→ **Task goal**
Reproduce the stretch of the session content from "Annotation of variants" through "number aberrations (CNAs)" word for word.

→ **Excerpt provided**
▼
Session content

Monday– Classes from 2-8 PM Berlin time

Preprocessing DNA sequencing and somatic variant calling

The fastq format and alignment of DNA sequencing reads
Fastq files, history, usage, and format
The task of read alignment
BWA: the standard algorithm / tool
Visualisation of read alignments

Examining alignment metrics
Why quality control is important
What metrics can be examined
Picard: a useful package for generating alignment metrics

Calling SNVs and indels
Variant calling in germline and cancer data
The issue of sequencing noise
VarScan: a simple variant caller
Other advanced tools: Mutect 2

Tuesday– Classes from 2-8 PM Berlin time

Variant annotation, Copy number calling

Annotation of variants
The purpose of annotating SNVs and indels
Database examination and public data
SIFT: annotation tool

Basic graphical plots and statistics on mutation calls
A review of common plot types
Plotting mutant allele frequencies in R

Calling copy number aberrations (CNAs)
The importance of aneuploidy in cancer
The link of variant allele frequencies and CNAs
Sequenza: a fast and intuitive tool for somatic CNA calling

Wednesday– Classes from 2-8 PM Berlin time

Quality control for somatic mutations and copy number data

Theoretical background
What somatic mutations tell us about copy numbers;
The mathematical relation between somatic allele frequencies, tumour ploidy and sample purity;
The mathematical relation to normalise allele-specific copy numbers and determine Cancer Cell Fractions

Practical lecture (in R, with markdowns associated)
Data loading and pre-processing
Quality control metrics of copy number calls and tumour purity with CNAqc
Cancer Cell Fractions estimation and quality control with CNAqc
Further data visualisation and other statistics

Thursday– Classes from 2-8 PM Berlin time

Subclonal deconvolution from somatic variants

Theoretical background
The principles of mutation clustering for subclonal deconvolution
Population genetics approaches for the mutation site frequency spectrum
Clustering for subclonal deconvolution, selecting the best model and interpreting the data

Practical lecture (in R, with markdowns associated)
▲
→ **Recorded information**
▼
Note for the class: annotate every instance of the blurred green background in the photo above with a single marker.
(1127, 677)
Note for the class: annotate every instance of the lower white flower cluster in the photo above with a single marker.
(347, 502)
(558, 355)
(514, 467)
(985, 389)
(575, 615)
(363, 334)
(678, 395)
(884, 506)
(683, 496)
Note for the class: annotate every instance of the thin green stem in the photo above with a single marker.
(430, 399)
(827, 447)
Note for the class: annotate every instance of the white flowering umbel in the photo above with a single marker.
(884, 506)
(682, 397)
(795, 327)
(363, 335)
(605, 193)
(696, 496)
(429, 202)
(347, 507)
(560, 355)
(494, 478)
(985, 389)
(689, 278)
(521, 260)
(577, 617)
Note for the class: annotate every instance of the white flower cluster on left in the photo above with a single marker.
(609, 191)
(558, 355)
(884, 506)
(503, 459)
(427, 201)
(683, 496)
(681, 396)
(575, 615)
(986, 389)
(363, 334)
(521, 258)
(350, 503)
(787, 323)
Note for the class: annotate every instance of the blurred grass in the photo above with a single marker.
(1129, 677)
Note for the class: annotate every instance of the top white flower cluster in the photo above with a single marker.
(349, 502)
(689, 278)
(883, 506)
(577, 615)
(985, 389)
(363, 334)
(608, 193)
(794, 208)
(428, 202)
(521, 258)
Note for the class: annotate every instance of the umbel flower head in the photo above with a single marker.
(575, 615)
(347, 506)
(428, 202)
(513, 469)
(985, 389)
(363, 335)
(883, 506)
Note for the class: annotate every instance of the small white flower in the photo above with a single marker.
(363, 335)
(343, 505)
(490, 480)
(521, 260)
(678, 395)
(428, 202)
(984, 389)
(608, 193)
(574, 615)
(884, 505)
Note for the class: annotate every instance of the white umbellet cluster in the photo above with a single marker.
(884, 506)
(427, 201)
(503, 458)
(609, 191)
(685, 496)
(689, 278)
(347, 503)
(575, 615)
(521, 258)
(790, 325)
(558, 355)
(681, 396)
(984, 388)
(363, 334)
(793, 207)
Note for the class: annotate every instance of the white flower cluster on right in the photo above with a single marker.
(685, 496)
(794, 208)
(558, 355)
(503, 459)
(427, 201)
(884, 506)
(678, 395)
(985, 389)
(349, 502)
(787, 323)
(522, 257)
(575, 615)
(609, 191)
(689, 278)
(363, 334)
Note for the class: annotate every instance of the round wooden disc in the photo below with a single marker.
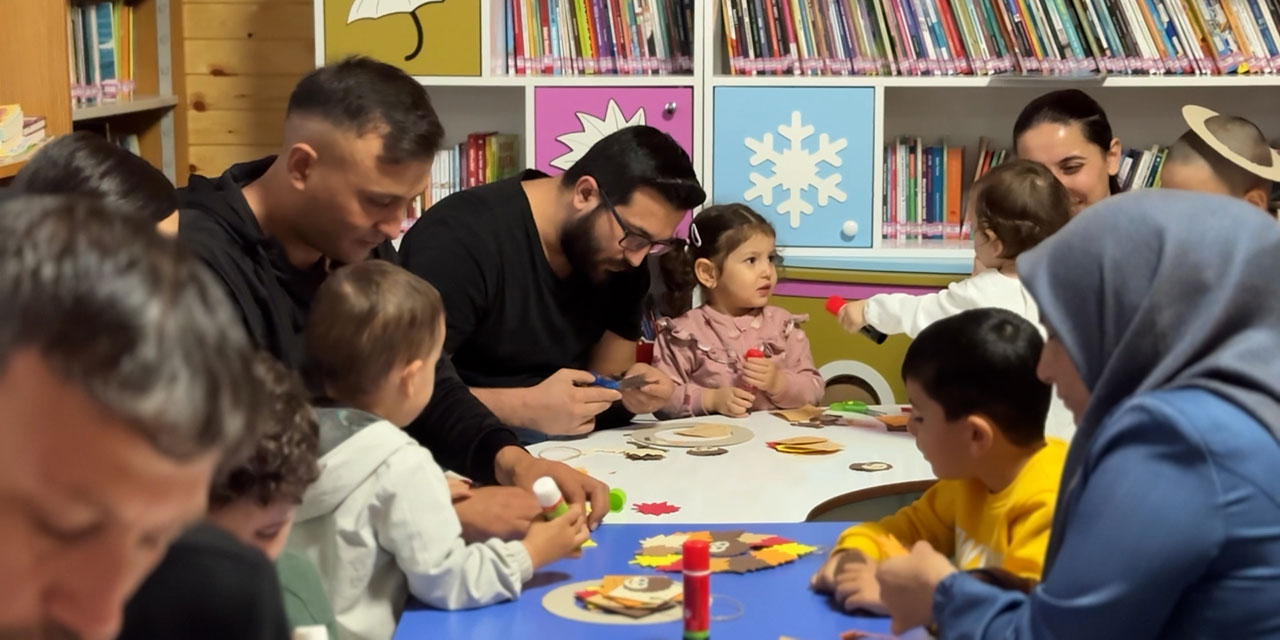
(707, 451)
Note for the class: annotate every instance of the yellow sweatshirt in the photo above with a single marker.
(974, 526)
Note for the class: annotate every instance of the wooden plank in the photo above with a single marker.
(248, 56)
(264, 21)
(35, 71)
(234, 127)
(211, 160)
(177, 33)
(240, 92)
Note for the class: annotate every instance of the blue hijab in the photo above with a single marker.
(1162, 289)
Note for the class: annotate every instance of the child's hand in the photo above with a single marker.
(764, 375)
(824, 580)
(856, 588)
(551, 540)
(728, 400)
(458, 488)
(908, 583)
(853, 316)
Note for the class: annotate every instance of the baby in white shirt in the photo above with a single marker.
(1010, 209)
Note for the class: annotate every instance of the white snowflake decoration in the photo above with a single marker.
(593, 131)
(795, 169)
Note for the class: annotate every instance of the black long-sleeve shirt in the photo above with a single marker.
(274, 297)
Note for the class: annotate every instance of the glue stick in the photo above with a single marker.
(750, 353)
(696, 558)
(549, 498)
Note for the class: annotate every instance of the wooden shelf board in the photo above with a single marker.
(133, 105)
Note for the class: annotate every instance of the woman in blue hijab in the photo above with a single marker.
(1164, 318)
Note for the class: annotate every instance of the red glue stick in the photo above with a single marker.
(750, 353)
(696, 557)
(835, 304)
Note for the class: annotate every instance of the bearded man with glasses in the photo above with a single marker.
(544, 279)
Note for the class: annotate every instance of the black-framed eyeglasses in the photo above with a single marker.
(636, 240)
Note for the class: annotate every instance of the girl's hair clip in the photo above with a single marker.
(695, 240)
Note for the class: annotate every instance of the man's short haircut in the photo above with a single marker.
(86, 164)
(365, 320)
(127, 316)
(1240, 136)
(983, 362)
(284, 457)
(362, 95)
(639, 156)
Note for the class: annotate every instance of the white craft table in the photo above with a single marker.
(752, 483)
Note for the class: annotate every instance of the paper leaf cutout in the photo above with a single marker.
(794, 548)
(656, 561)
(707, 430)
(764, 540)
(656, 508)
(768, 551)
(664, 540)
(746, 563)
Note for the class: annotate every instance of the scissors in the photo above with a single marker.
(854, 407)
(634, 382)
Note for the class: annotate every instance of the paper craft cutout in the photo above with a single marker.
(805, 444)
(645, 455)
(891, 547)
(707, 451)
(799, 415)
(735, 552)
(871, 466)
(896, 423)
(707, 430)
(632, 595)
(800, 440)
(654, 508)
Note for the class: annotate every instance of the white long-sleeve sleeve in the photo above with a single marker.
(419, 526)
(904, 312)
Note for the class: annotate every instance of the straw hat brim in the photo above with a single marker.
(1197, 118)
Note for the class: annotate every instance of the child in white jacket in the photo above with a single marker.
(1010, 209)
(379, 524)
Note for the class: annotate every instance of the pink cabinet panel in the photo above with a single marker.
(567, 120)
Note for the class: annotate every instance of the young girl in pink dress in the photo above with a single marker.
(734, 353)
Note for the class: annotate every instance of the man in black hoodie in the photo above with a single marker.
(359, 141)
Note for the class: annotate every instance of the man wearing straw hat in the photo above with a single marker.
(1221, 154)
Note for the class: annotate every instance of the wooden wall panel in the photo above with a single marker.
(242, 59)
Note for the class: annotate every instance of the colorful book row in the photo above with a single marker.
(924, 188)
(484, 158)
(978, 37)
(1139, 169)
(100, 49)
(575, 37)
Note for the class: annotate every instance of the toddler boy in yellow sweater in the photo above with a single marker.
(978, 416)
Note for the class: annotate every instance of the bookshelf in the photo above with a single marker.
(722, 112)
(42, 83)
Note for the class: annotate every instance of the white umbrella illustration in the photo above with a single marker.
(374, 9)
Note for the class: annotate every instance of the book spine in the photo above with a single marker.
(1267, 24)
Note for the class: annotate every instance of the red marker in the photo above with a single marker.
(750, 353)
(696, 557)
(835, 304)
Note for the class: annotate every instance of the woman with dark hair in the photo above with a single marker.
▲
→ **Task solution**
Annotation of variants
The purpose of annotating SNVs and indels
Database examination and public data
SIFT: annotation tool

Basic graphical plots and statistics on mutation calls
A review of common plot types
Plotting mutant allele frequencies in R

Calling copy number aberrations (CNAs)